| Aim of the exercise |
Copy everything from the start of the entries down to the line containing "[95,204,116,250]", replacing "player's" with "athlete's" and leaving the pictures out.

[Start]

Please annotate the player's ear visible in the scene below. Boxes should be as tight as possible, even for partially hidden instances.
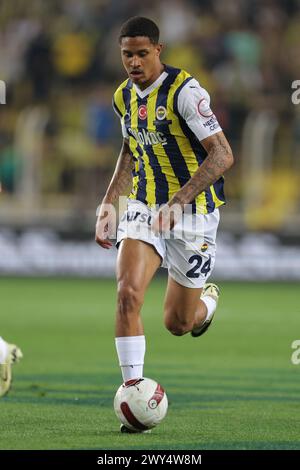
[156,44,163,56]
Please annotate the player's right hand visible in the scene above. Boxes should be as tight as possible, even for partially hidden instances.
[95,204,116,250]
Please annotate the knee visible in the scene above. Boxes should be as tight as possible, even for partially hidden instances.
[118,281,143,316]
[165,315,193,336]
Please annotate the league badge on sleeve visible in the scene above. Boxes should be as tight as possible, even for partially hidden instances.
[198,98,214,118]
[138,104,148,121]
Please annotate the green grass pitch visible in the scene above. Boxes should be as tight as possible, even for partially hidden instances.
[0,278,300,450]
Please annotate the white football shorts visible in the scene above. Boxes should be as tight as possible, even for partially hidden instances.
[116,199,220,288]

[End]

| Task response |
Please annotate the athlete's ear visible in the scene below. Boxes should be as tight as possible, even for partially hidden instances.
[156,44,163,56]
Please annotate the athlete's right hand visible in the scene above. Boxes should be as tight as possible, even for partially hidden instances.
[95,204,116,250]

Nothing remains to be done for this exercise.